### ТЕКСТ ДЛЯ ЧТЕНИЯ
>>

Д.Шеваров. О Ирине Стин и Анатолии Фирсове
Ирина Игоревна Стин и ее муж, Анатолий Васильевич Фирсов, вошли в историю отечественной культуры как выдающиеся мастера.
Все полвека совместной жизни они провели в поездках по России. В 1960-е годы Ирина и Анатолий первыми из фотографов открыли людям красоту русского Севера: Поморье, Соловки, Валаам. Не случайно они так крепко дружили с Юрием Казаковым, автором "Северного дневника" и гениальных рассказов.
С детства и до конца жизни у Ирины Стин было безупречное и острое, до болезненности, чувство русского слова. Помню, в самом начале нашего знакомства я рассматривал старинные снимки на стене и сказал "это было при царе" или что-то подобное. Ирина Игоревна тут же протестующе меня поправила:
– Вы что, Дима? Какой "царь"? Царь в сказках. А у нас – Государь! В нашей семье никогда не говорили "царь", а только – Государь!

<<

### УСЛОВИЕ ЗАДАНИЯ
Какие места русского Севера, судя по тексту об Ирине Стин и Анатолии Фирсове, они первыми из фотографов открыли людям в 1960-е годы?

### ИСХОДНЫЕ ДАННЫЕ

>>

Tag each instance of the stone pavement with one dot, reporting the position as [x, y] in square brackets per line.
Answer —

<<

### ОТВЕТ НА ЗАДАНИЕ
Поморье, Соловки и Валаам.